• What you have to do:
Reproduce the entries that open with the line containing "I'd appreciate your help finding the black uniform" and close with the line containing "[0,0,1024,392]", substituting "box coordinates" for every occurrence of "bounding box coordinates" and leaving all else unchanged.

• Provided data:
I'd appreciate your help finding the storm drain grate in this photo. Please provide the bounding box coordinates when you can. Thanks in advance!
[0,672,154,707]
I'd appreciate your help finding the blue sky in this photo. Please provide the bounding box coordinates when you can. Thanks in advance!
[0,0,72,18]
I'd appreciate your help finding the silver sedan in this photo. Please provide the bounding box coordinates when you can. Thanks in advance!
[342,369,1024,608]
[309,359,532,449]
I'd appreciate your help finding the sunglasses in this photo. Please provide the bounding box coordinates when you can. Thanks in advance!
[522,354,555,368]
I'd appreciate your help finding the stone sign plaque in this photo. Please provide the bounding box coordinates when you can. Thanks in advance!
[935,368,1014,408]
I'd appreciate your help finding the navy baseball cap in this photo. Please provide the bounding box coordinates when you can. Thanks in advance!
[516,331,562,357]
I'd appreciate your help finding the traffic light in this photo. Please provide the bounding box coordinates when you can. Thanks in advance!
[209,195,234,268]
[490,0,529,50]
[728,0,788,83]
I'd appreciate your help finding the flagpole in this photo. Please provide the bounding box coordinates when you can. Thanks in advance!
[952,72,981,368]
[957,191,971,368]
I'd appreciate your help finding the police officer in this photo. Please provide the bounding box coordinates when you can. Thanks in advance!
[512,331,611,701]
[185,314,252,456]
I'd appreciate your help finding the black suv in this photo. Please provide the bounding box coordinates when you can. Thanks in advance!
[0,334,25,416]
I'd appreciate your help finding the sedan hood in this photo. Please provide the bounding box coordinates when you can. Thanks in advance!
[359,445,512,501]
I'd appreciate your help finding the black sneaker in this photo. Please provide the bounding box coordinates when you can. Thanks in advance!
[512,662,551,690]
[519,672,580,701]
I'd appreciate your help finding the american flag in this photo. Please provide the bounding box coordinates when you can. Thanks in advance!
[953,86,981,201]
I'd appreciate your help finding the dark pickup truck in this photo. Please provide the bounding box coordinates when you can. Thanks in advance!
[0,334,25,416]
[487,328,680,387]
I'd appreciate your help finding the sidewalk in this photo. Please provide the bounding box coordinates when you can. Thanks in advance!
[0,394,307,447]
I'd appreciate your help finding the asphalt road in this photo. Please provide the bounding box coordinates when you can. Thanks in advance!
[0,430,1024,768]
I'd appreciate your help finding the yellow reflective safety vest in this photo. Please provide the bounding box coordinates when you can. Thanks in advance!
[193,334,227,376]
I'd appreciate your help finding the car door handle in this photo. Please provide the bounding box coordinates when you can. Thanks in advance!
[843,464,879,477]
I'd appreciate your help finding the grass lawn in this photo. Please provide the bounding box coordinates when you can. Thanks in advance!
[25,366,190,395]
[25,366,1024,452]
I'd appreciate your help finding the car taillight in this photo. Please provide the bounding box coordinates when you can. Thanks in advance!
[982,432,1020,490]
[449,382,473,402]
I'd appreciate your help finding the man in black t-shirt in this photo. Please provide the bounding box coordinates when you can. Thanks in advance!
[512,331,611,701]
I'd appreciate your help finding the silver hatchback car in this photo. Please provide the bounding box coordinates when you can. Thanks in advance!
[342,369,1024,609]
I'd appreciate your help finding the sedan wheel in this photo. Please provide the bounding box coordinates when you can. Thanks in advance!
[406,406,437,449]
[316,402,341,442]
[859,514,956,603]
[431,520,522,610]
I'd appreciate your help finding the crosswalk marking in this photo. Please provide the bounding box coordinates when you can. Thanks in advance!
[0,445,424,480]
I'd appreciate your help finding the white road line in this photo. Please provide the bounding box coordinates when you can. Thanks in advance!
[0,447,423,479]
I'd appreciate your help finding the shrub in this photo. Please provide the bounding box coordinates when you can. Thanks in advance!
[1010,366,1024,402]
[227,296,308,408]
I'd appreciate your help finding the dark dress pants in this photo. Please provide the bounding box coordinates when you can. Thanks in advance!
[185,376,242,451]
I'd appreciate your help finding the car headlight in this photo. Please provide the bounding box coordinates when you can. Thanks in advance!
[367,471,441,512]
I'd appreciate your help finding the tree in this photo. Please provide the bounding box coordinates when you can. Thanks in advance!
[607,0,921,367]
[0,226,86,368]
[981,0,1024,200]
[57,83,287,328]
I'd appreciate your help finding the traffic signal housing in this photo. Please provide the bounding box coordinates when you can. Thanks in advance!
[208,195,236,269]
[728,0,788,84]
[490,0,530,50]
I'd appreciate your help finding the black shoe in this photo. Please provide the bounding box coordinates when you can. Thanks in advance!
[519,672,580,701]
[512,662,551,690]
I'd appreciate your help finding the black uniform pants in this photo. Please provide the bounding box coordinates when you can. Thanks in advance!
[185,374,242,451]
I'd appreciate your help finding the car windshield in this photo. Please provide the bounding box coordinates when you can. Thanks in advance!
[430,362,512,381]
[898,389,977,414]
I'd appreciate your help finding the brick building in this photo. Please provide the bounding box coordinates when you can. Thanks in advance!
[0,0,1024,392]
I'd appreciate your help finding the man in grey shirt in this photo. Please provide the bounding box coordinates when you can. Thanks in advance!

• Exercise answer:
I'd appreciate your help finding the black uniform pants in this photo. Please provide the box coordinates when you can. Thanks in advance!
[185,374,242,451]
I'd appreciate your help finding the car windshield in this photo. Please provide the box coordinates when you can. Thanks in advance!
[430,362,512,381]
[898,389,977,414]
I'd appreciate your help finding the brick building in this photo. Please provide the box coordinates when you can. Thanks in advance!
[0,0,1024,392]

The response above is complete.